▶ [EXERCISE REQUIREMENTS]:
- 1) In the article on GSK and the AllTrials campaign, shorten the paragraph beginning "AllTrials is calling for clinical trials" into a brief bulleted list that keeps its main facts.
- 2) Answer these questions from the article on GSK and the AllTrials campaign, one line each:
(a) What did Ben Goldacre call GSK's announcement?
(b) How many clinical trial result summaries does GSK have online at present?
(c) According to GSK, when will it publish CSRs for its medicines?
- 3) Continue the article on GSK and the AllTrials campaign from its last sentence.

▶ [SOURCE TEXT]:
____________

GlaxoSmithKline has this morning found itself in the unusual position of being showered with praise by one of its fiercest critics.

GSK has announced its support for the AllTrials campaign for clinical data transparency – the first pharma company to do so.

Ben Goldacre, a leading light in the campaign and whose book Bad Pharma was highly critical of what he sees as manufacturers’ undue secrecy, said it was a ‘historic moment’.

AllTrials is calling for clinical trials to be registered and the disclosure of their results plus clinical study reports (CSRs) to help improve transparency and aid research. GSK already registers and posts summary information about each trial it begins, and shares the results of all trials on an open-access website.

At present it has almost 5,000 clinical trial result summaries online but has now committed to make CSRs publicly available through its register too. These are formal reports which detail the design, methods and results of trials and form the basis of submissions to regulators.

GSK says it will publish CSRs “for all of its medicines once they have been approved or discontinued from development and the results have been published” to allow researchers to look at them.

____________

▶ [INFORMATION PROVIDED]:
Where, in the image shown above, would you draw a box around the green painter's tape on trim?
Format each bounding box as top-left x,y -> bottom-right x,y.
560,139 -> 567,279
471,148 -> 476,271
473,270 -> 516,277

____________

▶ [RESPONSES IN ORDER]:
- 1)
- AllTrials wants clinical trials registered and their results and clinical study reports (CSRs) disclosed, to improve transparency and aid research.
- GSK already registers each trial it begins and posts summary information about it.
- GSK shares the results of all its trials on an open-access website.

- 2)
(a) A "historic moment."
(b) Almost 5,000.
(c) Once the medicines have been approved or discontinued from development and the results have been published.

- 3)
Patient data in the CSRs and their appendices will be removed to ensure confidentiality, GSK insists. The manufacturer says it also intends to publish CSRs for clinical outcomes trials for all approved medicines dating back to the formation of GSK in 2000.

“Given the significant volume of studies involved, the company will put in place a dedicated team to conduct this work which it expects to complete over a number of years,” the company said in a statement.

CSRs for GSK’s most commonly-prescribed medicines will have priority.

“We are committed to being transparent with our clinical trial data to help advance scientific understanding and inform medical judgment,” said Patrick Vallance, GSK’s president, pharmaceuticals R&D.

All companies, academics and researchers “have a role to play in ensuring that the data they generate are made publicly available to help bring patient benefit”, he added.

Among one of many celebratory tweets, Goldacre said the news was: “Amazing. Fantastic. Historic.” 

He also revealed that he had met with GSK chief executive Sir Andrew Witty last Friday to discuss his concerns, saying: “It was clear that they’ve spent a lot of time thinking about these issues.”

“I couldn’t be any happier,” Goldacre said. “This is huge, and internationally huge. Thanking GSK for its decision, he added: “This is the beginning of the end for a dark era in medical history.”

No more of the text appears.